* [Exercise inputs]
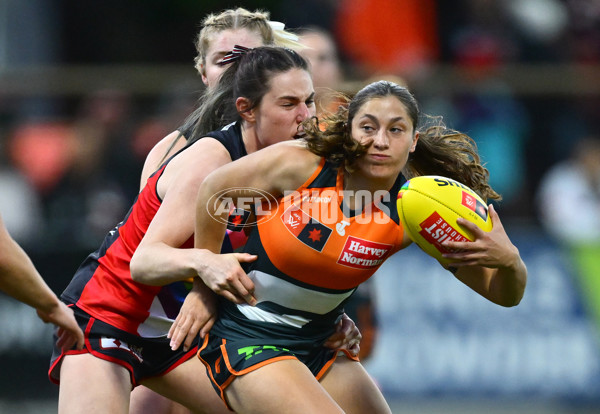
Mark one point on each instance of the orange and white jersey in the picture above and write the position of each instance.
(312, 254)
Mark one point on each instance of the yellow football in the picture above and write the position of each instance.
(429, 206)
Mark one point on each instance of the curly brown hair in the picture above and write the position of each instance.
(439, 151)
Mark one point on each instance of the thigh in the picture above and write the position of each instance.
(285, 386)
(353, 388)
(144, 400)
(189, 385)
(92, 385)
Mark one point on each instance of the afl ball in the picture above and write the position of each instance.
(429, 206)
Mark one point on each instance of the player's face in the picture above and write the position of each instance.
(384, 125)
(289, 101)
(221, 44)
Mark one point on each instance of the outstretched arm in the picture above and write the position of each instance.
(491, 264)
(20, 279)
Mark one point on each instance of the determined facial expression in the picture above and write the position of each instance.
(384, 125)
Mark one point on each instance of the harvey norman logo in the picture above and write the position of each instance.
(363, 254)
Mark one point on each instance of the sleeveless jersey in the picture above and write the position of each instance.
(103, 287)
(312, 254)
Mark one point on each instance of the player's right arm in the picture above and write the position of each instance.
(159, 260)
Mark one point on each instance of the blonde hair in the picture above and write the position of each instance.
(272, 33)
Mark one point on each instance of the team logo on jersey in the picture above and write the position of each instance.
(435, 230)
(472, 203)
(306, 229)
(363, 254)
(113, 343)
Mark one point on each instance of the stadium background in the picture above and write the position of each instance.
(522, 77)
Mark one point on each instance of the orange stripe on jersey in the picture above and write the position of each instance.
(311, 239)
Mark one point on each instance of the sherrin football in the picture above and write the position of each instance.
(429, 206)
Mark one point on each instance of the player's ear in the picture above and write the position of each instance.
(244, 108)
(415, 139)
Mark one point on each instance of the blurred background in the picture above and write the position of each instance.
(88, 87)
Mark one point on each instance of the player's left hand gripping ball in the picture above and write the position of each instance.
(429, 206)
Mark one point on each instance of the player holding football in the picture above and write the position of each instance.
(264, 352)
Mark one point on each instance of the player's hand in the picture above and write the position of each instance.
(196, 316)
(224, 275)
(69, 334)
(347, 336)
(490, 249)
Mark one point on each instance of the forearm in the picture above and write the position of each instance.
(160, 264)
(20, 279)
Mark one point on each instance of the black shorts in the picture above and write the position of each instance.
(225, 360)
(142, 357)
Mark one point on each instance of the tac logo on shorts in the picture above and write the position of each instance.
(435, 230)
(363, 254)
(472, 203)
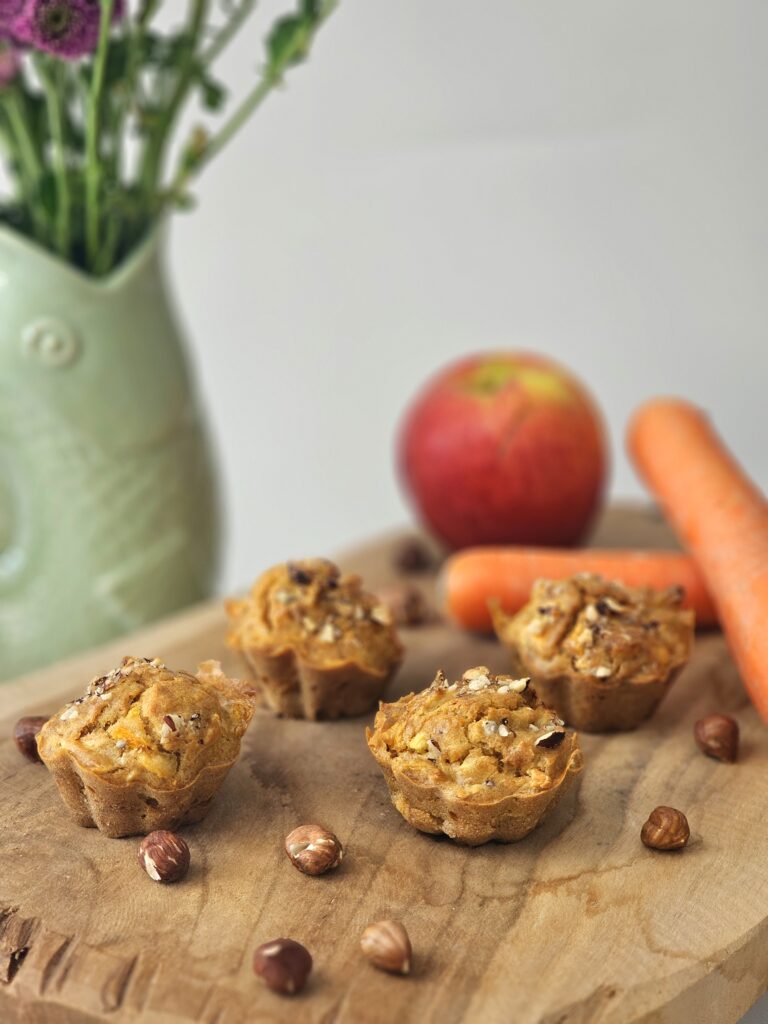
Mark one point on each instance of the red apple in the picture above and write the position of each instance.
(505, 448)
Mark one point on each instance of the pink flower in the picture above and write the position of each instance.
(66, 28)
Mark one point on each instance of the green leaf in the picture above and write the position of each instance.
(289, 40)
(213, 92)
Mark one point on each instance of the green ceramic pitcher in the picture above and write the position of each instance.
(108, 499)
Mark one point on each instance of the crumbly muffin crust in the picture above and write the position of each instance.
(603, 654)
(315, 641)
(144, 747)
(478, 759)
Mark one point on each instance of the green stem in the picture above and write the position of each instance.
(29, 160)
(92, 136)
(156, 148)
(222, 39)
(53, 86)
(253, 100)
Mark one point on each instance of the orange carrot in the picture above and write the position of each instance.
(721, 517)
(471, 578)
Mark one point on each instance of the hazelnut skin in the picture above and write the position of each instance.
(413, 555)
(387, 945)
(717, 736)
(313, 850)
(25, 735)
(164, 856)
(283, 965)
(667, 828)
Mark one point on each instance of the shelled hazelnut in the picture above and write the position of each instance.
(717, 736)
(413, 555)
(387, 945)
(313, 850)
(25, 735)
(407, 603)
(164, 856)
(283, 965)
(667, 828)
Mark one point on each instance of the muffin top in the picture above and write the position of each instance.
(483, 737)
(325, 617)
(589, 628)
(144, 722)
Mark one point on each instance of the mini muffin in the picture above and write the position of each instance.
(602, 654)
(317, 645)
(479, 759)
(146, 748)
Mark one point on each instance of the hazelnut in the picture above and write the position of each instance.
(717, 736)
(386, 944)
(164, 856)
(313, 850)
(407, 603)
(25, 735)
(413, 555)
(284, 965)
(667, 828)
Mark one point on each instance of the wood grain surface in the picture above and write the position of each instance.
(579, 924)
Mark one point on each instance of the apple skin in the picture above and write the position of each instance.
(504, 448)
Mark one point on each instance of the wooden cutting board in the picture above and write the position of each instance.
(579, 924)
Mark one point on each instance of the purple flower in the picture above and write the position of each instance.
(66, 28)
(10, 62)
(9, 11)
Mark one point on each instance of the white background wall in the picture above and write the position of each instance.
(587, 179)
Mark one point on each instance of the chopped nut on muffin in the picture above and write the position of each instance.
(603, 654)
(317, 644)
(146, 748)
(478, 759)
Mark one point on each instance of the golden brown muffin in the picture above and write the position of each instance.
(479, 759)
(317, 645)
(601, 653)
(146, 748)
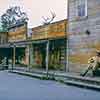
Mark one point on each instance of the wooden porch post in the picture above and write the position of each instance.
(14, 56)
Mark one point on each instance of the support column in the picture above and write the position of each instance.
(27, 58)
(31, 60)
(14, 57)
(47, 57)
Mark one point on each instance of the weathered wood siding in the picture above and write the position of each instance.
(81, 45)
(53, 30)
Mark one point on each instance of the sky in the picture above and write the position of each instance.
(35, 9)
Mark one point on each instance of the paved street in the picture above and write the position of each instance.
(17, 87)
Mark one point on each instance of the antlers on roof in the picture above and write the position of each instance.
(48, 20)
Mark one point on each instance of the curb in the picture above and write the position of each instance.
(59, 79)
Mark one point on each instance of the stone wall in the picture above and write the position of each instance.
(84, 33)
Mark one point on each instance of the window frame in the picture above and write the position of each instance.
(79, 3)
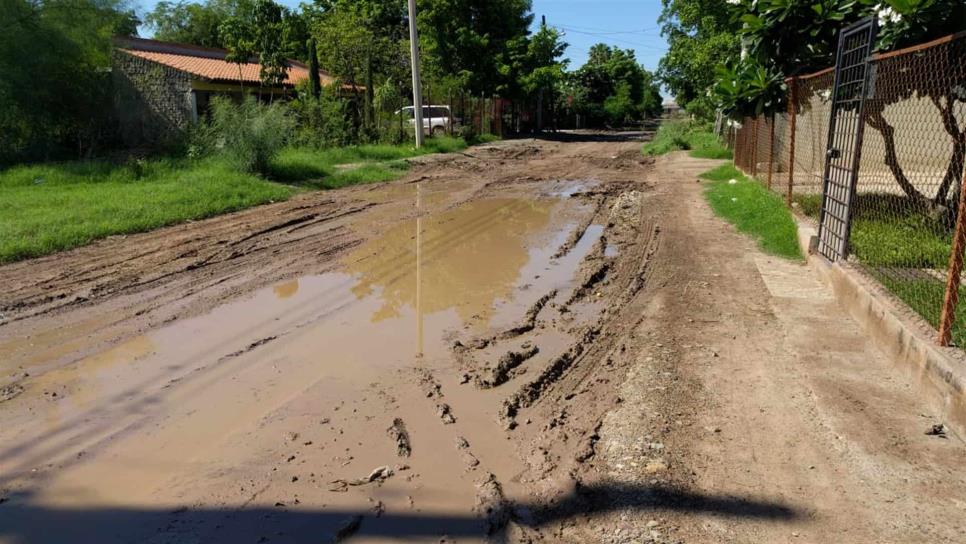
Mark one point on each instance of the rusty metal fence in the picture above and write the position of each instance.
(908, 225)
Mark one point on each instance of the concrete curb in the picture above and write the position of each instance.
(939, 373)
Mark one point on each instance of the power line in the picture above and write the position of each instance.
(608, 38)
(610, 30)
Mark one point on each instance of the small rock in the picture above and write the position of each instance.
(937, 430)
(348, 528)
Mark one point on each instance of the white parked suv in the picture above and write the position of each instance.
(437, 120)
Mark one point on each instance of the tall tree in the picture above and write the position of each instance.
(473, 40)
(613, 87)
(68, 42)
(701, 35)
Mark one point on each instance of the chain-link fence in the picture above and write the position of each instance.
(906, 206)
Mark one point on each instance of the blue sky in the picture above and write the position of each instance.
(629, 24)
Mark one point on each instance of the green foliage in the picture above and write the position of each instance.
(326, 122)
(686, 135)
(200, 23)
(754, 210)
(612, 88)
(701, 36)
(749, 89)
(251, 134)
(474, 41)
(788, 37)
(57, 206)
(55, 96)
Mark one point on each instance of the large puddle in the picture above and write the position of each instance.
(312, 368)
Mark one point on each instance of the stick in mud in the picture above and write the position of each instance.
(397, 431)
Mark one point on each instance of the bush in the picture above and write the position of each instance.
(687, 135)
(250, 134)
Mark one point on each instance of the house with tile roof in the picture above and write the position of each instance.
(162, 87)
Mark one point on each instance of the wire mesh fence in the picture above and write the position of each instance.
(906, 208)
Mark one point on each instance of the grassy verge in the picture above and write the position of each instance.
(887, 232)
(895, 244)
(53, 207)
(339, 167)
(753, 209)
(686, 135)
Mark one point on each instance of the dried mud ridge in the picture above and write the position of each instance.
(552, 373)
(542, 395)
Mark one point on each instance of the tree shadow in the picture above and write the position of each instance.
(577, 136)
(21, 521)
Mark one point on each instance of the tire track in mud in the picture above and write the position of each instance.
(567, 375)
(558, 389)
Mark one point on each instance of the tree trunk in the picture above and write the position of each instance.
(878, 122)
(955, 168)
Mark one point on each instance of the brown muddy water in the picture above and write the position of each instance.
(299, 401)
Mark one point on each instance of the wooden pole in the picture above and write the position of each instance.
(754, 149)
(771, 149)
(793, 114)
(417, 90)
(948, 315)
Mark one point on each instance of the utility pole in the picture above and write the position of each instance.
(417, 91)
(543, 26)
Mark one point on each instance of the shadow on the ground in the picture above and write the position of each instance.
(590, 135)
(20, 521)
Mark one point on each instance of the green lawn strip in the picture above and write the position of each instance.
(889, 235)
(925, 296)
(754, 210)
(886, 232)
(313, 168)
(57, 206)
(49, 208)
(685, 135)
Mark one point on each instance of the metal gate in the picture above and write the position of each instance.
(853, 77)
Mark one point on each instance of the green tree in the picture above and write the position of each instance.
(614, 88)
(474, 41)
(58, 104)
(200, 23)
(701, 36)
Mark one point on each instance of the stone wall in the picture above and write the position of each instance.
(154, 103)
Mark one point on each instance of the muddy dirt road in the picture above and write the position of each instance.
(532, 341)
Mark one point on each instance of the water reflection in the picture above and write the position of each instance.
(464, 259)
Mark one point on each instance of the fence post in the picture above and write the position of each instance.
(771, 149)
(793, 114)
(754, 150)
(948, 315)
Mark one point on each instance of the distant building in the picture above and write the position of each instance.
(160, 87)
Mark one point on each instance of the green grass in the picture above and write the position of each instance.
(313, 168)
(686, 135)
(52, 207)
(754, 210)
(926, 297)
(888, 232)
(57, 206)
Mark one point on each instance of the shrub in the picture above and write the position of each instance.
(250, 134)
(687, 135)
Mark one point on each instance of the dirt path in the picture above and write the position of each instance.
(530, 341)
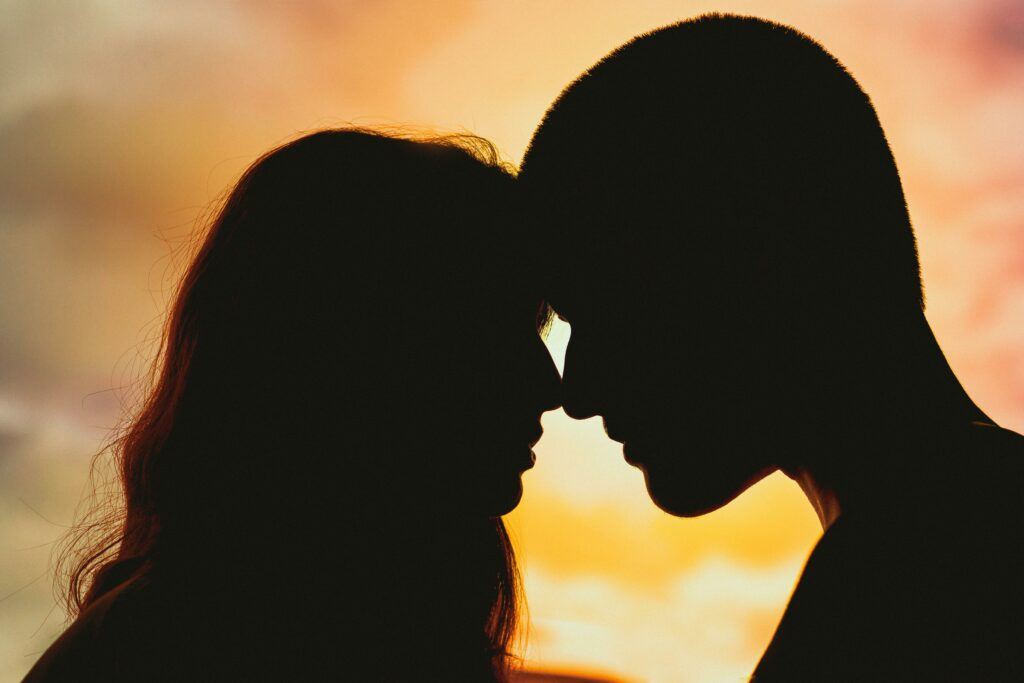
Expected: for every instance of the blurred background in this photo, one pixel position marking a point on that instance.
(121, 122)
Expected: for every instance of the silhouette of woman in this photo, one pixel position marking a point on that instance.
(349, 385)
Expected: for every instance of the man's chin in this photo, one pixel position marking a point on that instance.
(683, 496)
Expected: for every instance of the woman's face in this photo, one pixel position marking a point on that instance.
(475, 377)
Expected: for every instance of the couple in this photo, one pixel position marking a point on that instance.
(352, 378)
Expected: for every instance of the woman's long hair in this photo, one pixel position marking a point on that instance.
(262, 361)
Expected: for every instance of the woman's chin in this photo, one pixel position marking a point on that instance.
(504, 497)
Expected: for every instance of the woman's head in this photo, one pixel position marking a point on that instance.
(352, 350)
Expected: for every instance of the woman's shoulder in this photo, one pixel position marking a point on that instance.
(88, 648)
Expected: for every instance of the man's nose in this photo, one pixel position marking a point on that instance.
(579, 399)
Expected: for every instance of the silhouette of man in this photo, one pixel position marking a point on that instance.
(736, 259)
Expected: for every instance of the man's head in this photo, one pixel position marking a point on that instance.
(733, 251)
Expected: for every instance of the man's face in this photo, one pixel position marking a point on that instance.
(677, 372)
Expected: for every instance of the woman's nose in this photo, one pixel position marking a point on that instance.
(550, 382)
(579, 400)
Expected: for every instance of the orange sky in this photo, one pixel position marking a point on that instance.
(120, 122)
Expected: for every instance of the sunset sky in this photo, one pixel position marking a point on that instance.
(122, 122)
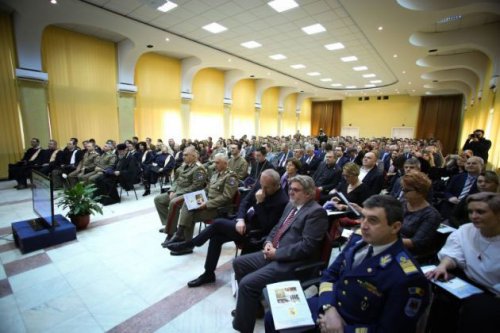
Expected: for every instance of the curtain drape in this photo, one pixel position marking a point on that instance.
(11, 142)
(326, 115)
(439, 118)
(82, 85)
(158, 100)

* [Assigned task]
Give back, exactly and with nothing added, the lines from the line with "Expected: for every instance of the orange" through the final line of the data, both included; leave pictures out.

* [Answer space]
Expected: for every instance of the orange sky in this photo, one pixel position marking a point on that instance.
(120, 122)
Expected: for every instance of the sunset sky in this photo, one pixel position marking a point on that instance.
(122, 122)
Expected: for every instance of the curtain drape in this photo, one pixel position marking a point on that instance.
(11, 142)
(326, 115)
(439, 118)
(82, 85)
(158, 100)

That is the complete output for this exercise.